Could you revise the records below so that "lane-count log" reads "site survey" in every one, with nothing else changed? Leave the pictures out of your version.

Given data:
_ _ _ _

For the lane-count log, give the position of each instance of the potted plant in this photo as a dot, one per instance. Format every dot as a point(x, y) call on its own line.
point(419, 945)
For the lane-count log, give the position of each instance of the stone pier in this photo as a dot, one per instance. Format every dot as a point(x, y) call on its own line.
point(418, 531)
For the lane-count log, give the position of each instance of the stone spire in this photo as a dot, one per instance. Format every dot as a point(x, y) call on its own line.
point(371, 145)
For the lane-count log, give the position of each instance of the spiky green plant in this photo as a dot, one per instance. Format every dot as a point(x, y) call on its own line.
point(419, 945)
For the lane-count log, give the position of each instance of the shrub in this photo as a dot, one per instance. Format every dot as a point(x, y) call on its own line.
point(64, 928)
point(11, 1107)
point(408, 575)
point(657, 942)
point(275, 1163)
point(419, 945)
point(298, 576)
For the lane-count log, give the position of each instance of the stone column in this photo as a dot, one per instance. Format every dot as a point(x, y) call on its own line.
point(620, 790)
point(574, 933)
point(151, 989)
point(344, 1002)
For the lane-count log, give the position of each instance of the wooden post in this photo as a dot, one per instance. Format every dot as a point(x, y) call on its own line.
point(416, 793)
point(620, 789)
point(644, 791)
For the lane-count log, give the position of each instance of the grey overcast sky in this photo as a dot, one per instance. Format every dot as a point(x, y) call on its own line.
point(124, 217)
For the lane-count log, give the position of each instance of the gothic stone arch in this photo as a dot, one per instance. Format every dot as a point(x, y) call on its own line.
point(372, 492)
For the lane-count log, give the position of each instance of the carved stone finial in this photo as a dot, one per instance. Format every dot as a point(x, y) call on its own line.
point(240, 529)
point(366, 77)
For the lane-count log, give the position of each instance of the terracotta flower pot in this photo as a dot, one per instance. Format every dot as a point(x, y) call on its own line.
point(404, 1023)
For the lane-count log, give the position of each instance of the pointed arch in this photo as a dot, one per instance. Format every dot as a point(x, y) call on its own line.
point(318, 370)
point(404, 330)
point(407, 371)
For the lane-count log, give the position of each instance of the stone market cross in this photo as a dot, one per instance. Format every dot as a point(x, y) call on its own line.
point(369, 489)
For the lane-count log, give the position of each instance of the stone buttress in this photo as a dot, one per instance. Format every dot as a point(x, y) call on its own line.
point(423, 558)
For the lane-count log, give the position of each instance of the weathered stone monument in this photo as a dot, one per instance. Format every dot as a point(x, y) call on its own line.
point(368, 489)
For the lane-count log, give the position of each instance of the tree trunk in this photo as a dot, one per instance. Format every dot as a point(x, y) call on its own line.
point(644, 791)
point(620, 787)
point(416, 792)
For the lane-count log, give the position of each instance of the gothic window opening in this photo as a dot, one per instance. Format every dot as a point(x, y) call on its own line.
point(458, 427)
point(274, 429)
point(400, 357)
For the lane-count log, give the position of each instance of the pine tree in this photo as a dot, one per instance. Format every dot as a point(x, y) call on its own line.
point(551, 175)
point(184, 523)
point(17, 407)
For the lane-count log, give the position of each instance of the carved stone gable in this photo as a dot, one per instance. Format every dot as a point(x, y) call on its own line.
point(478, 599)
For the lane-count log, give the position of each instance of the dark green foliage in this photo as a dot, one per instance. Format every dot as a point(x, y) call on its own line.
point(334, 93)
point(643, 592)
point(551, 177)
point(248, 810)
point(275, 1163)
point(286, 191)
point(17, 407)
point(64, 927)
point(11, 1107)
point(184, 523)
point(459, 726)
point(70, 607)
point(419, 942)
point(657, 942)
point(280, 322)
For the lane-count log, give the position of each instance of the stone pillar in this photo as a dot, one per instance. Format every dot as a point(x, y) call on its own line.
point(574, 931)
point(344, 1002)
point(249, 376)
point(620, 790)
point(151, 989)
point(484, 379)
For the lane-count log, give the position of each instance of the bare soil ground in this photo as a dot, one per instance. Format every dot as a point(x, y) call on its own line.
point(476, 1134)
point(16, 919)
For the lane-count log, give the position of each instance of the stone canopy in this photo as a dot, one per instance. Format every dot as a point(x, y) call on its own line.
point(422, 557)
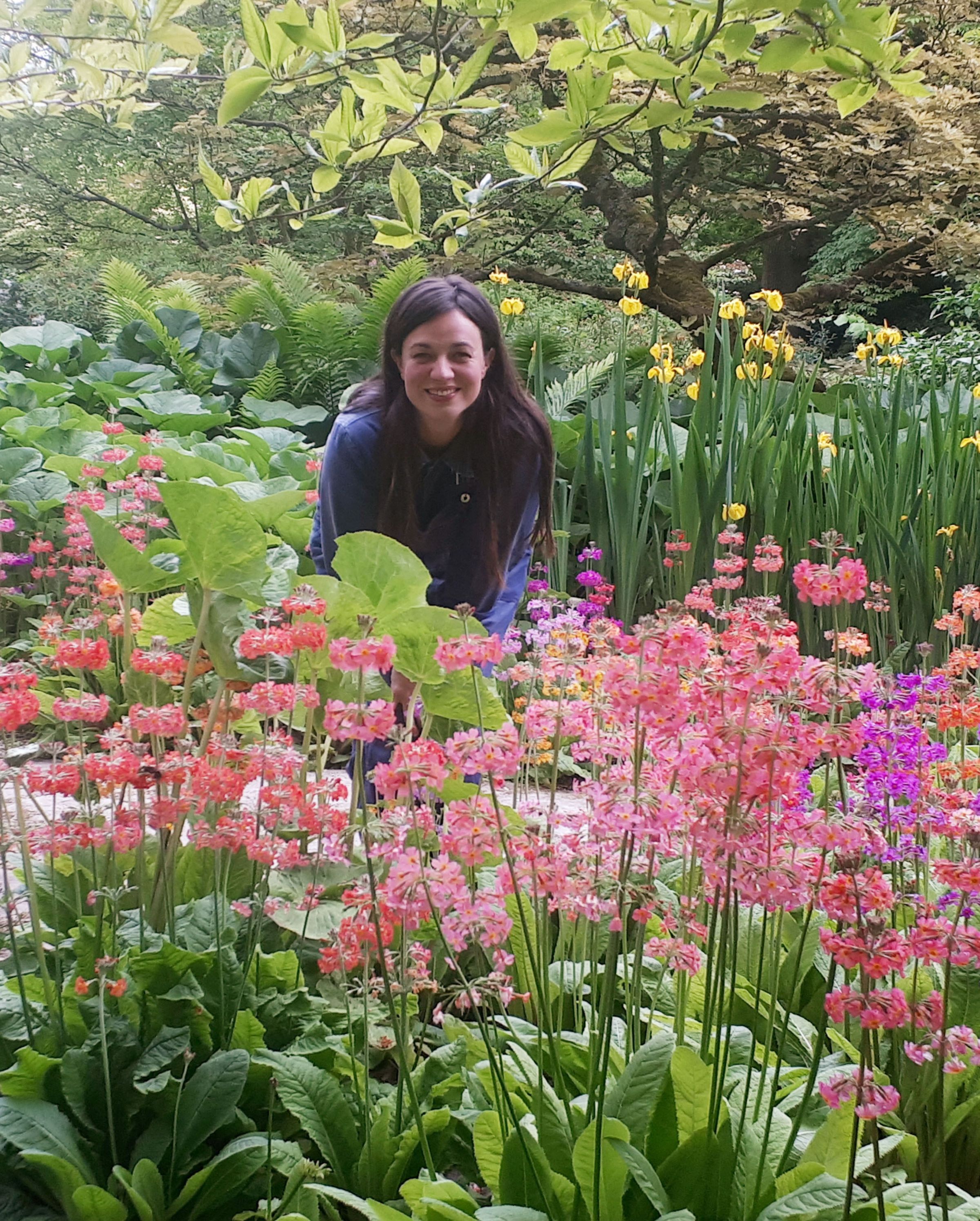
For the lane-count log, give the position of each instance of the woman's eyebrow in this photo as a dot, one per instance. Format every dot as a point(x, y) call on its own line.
point(425, 346)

_ _ _ _

Correct response:
For the site survey, give the position of each instance of the potted plant in this photo as a dot, one per instance. Format every dot as a point(x, y) call on its own line.
point(419, 945)
For the site survey, give the position of each instance of the stone pier in this photo as a dot, one per instance. Format every dot as a point(x, y) call on its own line.
point(418, 531)
For the site survey, give the position of each instance of the stone spire in this photo as a dot, one per instance. Format every dot as a point(x, y) call on its own line.
point(371, 145)
For the site survey, give the position of each instance of the spiky green plant in this photo as a dot, one per instance. Format every dot as a point(x, y) call on its own line.
point(419, 945)
For the site survey, give the position of each instance of the shrub in this photo as a dot, one per instance. Format every dot as a point(x, y) call on its own line.
point(64, 928)
point(11, 1107)
point(408, 575)
point(657, 942)
point(275, 1163)
point(419, 945)
point(298, 576)
For the site survey, give the position of each instance of the stone column in this photo as a dot, one per instance. Format every dot as a point(x, y) call on its own line.
point(620, 790)
point(574, 933)
point(151, 989)
point(344, 1002)
For the site survey, give the position of each instance of the wooden post in this photo as a dot, one per instance. Format every dot as a point(x, y) call on its own line.
point(416, 793)
point(620, 789)
point(644, 791)
For the site survey, give the position of each instance of the grey overcast sky in this photo as a dot, one per instance. Format every dot as a point(x, y) call on its own line.
point(124, 217)
For the site survey, give the position of each instance of the gothic stone arch in this photo as a dot, one per instance. Format every dot as a point(x, y) call on its own line.
point(372, 492)
For the site survey, give the position of each instance of the carved stone finial in this photo as a dot, one per instance. Format every dot as a point(x, y) call on its own line.
point(240, 529)
point(366, 77)
For the site survey, give the position of each instance of the terracotta flower pot in this photo as a dot, one per instance. Format every dot as a point(x, y) call on its own line.
point(404, 1023)
For the site survey, give the position of each instance of the pointed arch in this photo as a dot, one per instance. Format every dot as a point(x, y) call on its own line.
point(318, 370)
point(404, 330)
point(407, 371)
For the site survey, give the position of each instance of the stone market cross in this photo as a dot, one per instance. Format every dot as a point(x, y) call on its own line.
point(369, 489)
For the site survey, give the position of each instance of the stone buttress in this photo as a dot, one per instance. Format every dot as a point(x, y) call on its own line.
point(423, 558)
For the site survey, give the position of each instance of the weathered stone monument in this photo as a dot, one per instance. Format every dot as a point(x, y) call on its own line.
point(368, 489)
For the site survey, give the position of each instance of the tree trunk in this photo as a dot, one per instance. Format every dot as a point(x, y) call on its own line.
point(644, 791)
point(620, 787)
point(416, 792)
For the site survey, give the position of each instance of the gothic window opening in this photo as a dot, one per instance. Format every dot as a point(x, y) call on its own line.
point(458, 427)
point(274, 429)
point(400, 357)
For the site survey, give the position of each instance of the pine tree in this photo as a dot, one per instance. Format every dot as a point(x, y) call on its own line.
point(551, 175)
point(184, 523)
point(17, 407)
For the site survey, give the position of each instance of the carved stone gable in this photo as a dot, one per instance. Format every dot as a point(x, y) call on its own line.
point(478, 599)
For the site survey, give the position of each instance of the dark green foliage in this photo as a dot, one per instance. Format every dot as a point(x, y) call on its own line.
point(334, 93)
point(643, 592)
point(551, 177)
point(248, 810)
point(275, 1163)
point(286, 191)
point(17, 407)
point(64, 927)
point(11, 1107)
point(184, 523)
point(459, 726)
point(70, 607)
point(419, 942)
point(657, 942)
point(280, 322)
For the site survey, give the position of each instance of the stone pillar in this photo as a dot, one per instance. Format every dot as a point(x, y) call on its own line.
point(574, 931)
point(344, 1002)
point(249, 376)
point(620, 790)
point(151, 989)
point(484, 379)
For the site survey, give the position of each instance of the bare soil ground in this photo as a dot, one per instance. Format every dot as a point(x, y) call on its own line.
point(476, 1134)
point(16, 919)
For the site survey, give the position of each instance of the stone canopy in this photo as a dot, one per instance. Format every dot as a point(x, y) call on its own line.
point(422, 557)
For the site survey, give the position of each instance of the woman's eyebrow in this photo as a dot, one per instance. Format every dot as a point(x, y) call on its own line.
point(425, 346)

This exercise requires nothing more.